Word for word, repeat the data that follows. Do not include the pictures.

# EXERCISE INPUTS:
-- Opening Marker --
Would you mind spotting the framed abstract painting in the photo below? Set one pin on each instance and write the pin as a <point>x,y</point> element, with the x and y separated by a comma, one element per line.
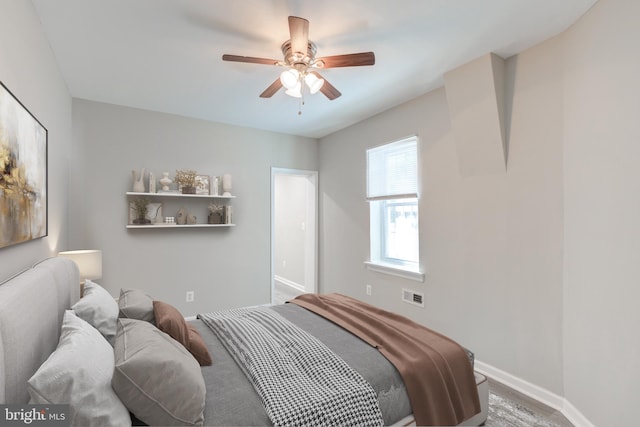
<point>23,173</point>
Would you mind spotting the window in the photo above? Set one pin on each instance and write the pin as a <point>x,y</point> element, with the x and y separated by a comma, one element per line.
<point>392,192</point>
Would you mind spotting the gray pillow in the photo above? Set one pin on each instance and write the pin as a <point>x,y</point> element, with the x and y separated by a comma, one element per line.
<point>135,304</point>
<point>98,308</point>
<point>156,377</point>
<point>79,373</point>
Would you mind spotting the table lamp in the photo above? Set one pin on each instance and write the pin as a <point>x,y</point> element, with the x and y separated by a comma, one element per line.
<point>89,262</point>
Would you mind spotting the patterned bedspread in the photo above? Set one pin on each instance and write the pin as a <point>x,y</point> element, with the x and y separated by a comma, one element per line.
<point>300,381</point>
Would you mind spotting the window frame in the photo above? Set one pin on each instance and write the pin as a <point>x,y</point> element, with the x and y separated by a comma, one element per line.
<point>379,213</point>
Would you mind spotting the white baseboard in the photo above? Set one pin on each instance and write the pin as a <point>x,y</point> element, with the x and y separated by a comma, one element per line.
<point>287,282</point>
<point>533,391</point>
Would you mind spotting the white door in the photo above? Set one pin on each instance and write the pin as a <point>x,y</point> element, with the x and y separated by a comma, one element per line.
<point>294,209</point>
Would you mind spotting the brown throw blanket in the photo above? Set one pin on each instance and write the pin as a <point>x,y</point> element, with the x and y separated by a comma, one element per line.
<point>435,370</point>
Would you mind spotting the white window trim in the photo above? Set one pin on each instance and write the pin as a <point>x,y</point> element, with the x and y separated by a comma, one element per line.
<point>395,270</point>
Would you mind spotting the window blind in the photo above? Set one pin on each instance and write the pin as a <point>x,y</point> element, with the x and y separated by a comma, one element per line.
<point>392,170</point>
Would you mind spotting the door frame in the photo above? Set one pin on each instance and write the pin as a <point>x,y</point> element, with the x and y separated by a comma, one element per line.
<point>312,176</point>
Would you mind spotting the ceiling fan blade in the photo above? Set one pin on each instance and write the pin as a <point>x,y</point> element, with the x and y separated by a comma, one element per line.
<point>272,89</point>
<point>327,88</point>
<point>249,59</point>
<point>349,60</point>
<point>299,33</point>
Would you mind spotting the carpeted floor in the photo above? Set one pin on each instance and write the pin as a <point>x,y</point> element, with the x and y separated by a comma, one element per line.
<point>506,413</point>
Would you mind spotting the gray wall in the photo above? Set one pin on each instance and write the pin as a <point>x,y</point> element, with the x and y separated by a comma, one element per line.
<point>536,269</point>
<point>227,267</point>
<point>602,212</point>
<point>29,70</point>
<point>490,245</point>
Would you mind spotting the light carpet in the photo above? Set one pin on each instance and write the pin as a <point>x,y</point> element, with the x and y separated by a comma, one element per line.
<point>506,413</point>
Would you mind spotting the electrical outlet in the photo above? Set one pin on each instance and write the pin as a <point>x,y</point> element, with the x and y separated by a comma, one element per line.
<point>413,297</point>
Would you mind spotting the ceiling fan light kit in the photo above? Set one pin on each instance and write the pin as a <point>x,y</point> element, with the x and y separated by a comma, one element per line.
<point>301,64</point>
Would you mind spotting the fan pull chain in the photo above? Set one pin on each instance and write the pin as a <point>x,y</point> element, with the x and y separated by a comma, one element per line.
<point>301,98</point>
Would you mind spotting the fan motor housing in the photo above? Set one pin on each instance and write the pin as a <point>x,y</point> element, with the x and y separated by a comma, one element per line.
-- Closing Marker --
# YOUR SOLUTION:
Would you mind spotting the framed abstract painting in the photo below? Set one pin on each instance and write the pin as a <point>x,y</point> element, with the x and y separated by a comma, one element per line.
<point>23,173</point>
Would you mind spotting the window in the photo above? Set one pin on each instance and write the pin as a <point>x,y</point> element, with the x and y separated by a comma, one element per line.
<point>392,192</point>
Would you mind spotting the gray pillow in the photo above? Set one pin on each instance and write the pin as a <point>x,y</point> element, with the x and y separated by a comma, one element per line.
<point>135,304</point>
<point>98,308</point>
<point>156,377</point>
<point>79,373</point>
Would you mind spotting the table lamp in the photo above? Set one pin on each instance and write the pin as a <point>x,y</point> element, with the x and y separated by a comma, one element per line.
<point>89,262</point>
Would you mind spotting the patterned bedspread in the photo above? Set one pin on each instance and write the pin as a <point>x,y</point> element, with the x and y separated by a comma, one element per line.
<point>300,381</point>
Would you mind spotting the window frame in the photo above? Set one pin on each instance and write the pin as a <point>x,y</point> element, with the x and y separated by a comma, one element per line.
<point>379,213</point>
Would you mind spotting the white baseboard in the photo above? Set one pin on each instance and write the pin as a <point>x,y</point> element, with the x and y separated by a comma, one element per line.
<point>287,282</point>
<point>533,391</point>
Would you mind spotting the white door in the photo above? Set one pin on each instance and write the pin as a <point>x,y</point> element, with the x and y separated by a comma, one element per line.
<point>294,209</point>
Would you mind spotting the brown throw blanket in the photo above? Set one pin on each instance and write the pin as a <point>x,y</point> element, with the x and y separated by a comma, one element per line.
<point>435,370</point>
Would you mind spotting the white window trim in the photo above? Set one pin on each instance and write the pin as a <point>x,y</point> element, with the x and y separated by a comma, one element per line.
<point>395,270</point>
Would you mind spotting the window blind in the photo above? Set one pin on each instance and write the pin as a <point>x,y</point> element, with the x and y separated by a comma, one element per line.
<point>392,170</point>
Would you mind spotting the door frame in the photo above? Set one pin on each instance and write the pin as a <point>x,y</point> element, with the x and y separated by a comma, one element per line.
<point>312,176</point>
Would you mind spotting the ceiling fan blade in the photo above? Set one pin on each instance and write the pin as a <point>x,y</point> element, with the x and y separated by a comma, one element per line.
<point>272,89</point>
<point>327,88</point>
<point>249,59</point>
<point>349,60</point>
<point>299,33</point>
Would you mind spotting the carpeted floor in the photo above? Set one pin on each instance and write the pin as a <point>x,y</point> element, with the x and y separated by a comma, one element per line.
<point>506,413</point>
Would you mind spotting the gray wall in the photo above? Set one pin on each instance and write the pin as a <point>x,y</point> element, with the x and y separated by a comma, one element per line.
<point>536,269</point>
<point>227,267</point>
<point>602,212</point>
<point>29,70</point>
<point>490,245</point>
Would you mind spotting the light carpet in the photo above? Set one pin on each instance and write the pin as a <point>x,y</point> element, with the x and y separated by a comma, one element per line.
<point>506,413</point>
Would you mind spotting the electrical outlet in the photo above? Set one pin on each instance and write the pin as a <point>x,y</point> element, with the x and y separated by a comma, one element per line.
<point>413,297</point>
Would you mind spotting the ceiling fan light kit in the photo above? Set one pin on each instance and write the pin as a <point>x,y</point> element, with the x and y separated by a comma, one element per line.
<point>301,64</point>
Would you mind spotting the fan pull chain in the photo above? Set one pin on each instance and write the pin as a <point>x,y</point> element, with the x and y separated by a comma, one element per line.
<point>301,98</point>
Would you mind spotting the fan motor housing in the photo above? Set one pin on each instance and write the pin as a <point>x,y</point> element, with the x and y separated by a comma, one element per line.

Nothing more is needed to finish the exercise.